Dataset entries:
** Begin **
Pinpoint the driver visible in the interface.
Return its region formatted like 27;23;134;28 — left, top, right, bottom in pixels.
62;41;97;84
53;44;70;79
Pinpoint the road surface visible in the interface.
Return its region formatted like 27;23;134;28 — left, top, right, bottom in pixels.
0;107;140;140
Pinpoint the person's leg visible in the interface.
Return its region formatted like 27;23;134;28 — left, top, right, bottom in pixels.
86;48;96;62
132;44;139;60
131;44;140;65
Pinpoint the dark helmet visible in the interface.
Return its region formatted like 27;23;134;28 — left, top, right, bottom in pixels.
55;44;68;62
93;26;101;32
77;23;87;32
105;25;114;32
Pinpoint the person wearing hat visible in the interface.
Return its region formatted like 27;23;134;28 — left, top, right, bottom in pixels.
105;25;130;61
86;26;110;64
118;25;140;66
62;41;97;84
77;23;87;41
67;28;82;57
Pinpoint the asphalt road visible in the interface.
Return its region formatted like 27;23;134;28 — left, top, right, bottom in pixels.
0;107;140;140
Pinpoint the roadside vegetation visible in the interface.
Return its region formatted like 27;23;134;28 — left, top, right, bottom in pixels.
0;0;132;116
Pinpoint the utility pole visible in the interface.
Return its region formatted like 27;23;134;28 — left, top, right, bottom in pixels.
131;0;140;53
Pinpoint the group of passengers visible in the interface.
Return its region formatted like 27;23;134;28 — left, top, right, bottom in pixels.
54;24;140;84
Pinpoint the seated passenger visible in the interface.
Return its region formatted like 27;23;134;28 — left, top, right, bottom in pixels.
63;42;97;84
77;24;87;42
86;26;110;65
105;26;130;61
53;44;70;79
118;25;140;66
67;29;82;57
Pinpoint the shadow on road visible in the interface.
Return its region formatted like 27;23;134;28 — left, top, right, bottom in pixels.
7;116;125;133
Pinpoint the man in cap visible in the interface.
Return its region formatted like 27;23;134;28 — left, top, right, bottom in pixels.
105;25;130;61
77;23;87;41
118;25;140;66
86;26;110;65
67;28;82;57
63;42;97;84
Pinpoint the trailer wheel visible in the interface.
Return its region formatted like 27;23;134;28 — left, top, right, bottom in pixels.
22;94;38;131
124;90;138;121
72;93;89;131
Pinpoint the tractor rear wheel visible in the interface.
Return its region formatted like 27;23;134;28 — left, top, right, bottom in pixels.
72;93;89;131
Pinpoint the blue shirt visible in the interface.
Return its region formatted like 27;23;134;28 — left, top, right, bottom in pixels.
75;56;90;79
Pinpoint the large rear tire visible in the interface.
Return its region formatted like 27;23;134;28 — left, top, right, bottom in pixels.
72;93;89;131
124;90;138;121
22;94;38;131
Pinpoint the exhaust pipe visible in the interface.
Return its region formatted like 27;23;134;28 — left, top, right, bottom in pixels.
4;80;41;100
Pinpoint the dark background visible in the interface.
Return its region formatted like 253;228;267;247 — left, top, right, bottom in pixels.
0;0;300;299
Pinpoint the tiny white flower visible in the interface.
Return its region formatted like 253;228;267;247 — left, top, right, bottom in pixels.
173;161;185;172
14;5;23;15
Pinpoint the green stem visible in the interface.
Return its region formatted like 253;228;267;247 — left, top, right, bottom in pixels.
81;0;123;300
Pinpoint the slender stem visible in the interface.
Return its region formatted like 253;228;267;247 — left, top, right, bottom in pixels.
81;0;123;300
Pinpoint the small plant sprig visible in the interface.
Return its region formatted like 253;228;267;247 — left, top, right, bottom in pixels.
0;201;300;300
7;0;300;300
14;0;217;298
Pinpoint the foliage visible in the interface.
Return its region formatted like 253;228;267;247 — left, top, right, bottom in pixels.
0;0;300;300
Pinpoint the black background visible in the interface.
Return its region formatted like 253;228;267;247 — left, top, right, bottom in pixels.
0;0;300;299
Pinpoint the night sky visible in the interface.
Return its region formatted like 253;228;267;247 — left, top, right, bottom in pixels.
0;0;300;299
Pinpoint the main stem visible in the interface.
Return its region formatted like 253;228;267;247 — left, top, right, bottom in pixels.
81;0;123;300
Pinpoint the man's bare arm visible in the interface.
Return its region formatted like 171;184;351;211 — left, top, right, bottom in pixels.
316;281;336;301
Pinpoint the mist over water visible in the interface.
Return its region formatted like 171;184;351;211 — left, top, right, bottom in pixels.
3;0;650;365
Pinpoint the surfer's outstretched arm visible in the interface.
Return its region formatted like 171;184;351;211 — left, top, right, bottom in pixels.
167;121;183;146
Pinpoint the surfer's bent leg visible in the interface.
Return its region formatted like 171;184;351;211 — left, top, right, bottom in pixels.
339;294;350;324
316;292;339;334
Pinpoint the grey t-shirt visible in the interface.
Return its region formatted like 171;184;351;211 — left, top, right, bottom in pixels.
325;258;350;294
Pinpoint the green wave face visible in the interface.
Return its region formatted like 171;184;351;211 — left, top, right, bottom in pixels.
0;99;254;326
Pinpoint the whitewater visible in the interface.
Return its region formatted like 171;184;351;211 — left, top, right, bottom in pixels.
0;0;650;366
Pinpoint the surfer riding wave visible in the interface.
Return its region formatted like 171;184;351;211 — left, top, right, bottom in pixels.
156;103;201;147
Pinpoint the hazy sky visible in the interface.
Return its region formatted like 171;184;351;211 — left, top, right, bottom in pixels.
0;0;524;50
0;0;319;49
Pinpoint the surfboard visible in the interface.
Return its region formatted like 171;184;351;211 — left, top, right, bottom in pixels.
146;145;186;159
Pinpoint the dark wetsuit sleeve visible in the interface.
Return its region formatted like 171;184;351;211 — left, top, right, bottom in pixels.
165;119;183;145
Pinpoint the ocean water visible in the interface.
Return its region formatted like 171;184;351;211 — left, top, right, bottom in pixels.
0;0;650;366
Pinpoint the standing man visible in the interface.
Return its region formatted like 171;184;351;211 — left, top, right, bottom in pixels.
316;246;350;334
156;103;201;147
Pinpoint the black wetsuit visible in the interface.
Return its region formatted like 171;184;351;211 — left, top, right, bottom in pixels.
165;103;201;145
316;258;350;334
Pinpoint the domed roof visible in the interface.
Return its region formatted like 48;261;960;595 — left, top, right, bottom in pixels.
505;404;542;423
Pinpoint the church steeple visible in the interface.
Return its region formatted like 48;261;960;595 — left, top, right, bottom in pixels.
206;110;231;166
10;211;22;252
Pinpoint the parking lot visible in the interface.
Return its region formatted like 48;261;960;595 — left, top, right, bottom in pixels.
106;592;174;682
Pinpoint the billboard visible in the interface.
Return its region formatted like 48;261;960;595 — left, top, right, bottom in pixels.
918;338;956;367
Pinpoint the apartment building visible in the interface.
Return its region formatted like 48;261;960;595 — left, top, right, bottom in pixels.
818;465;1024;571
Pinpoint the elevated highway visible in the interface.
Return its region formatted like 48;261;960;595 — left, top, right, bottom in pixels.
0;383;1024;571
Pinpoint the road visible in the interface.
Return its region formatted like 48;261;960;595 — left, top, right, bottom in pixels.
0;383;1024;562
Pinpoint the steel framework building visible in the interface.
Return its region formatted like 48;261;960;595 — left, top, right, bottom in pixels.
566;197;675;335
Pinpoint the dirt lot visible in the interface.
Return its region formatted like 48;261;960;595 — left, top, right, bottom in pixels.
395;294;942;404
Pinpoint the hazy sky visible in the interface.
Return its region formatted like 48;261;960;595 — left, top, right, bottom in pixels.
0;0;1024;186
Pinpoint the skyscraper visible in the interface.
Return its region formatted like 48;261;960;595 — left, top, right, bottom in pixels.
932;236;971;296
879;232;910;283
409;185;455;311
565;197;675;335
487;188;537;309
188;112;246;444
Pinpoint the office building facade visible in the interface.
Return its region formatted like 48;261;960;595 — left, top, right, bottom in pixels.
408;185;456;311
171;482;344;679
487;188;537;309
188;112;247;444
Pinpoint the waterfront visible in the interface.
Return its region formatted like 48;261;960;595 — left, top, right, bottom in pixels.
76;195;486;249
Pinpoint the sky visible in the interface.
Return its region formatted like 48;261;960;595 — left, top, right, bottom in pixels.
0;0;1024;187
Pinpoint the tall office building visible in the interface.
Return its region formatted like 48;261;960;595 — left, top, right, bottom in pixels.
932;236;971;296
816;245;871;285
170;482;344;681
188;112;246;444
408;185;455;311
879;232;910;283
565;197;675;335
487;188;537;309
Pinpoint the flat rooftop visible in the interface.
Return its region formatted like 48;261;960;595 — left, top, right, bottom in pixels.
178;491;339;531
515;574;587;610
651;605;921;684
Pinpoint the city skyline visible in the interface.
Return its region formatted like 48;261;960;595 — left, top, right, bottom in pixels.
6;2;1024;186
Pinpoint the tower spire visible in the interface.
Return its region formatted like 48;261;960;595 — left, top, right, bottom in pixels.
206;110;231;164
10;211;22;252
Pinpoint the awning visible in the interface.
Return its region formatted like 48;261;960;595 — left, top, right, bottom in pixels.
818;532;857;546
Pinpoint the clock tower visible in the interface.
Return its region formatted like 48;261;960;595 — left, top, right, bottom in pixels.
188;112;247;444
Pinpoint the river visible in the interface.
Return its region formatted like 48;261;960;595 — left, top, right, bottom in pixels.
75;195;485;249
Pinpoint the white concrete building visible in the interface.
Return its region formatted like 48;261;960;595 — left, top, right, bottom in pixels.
** End **
Copy word for word everything from the line containing "Pinpoint the white concrete" down to the last line of the entries.

▶ _OUTPUT OF THE EXERCISE_:
Pinpoint the white concrete building visible in the interface.
Return its region formatted like 48;261;960;595 — left, top, right, bottom in pixels.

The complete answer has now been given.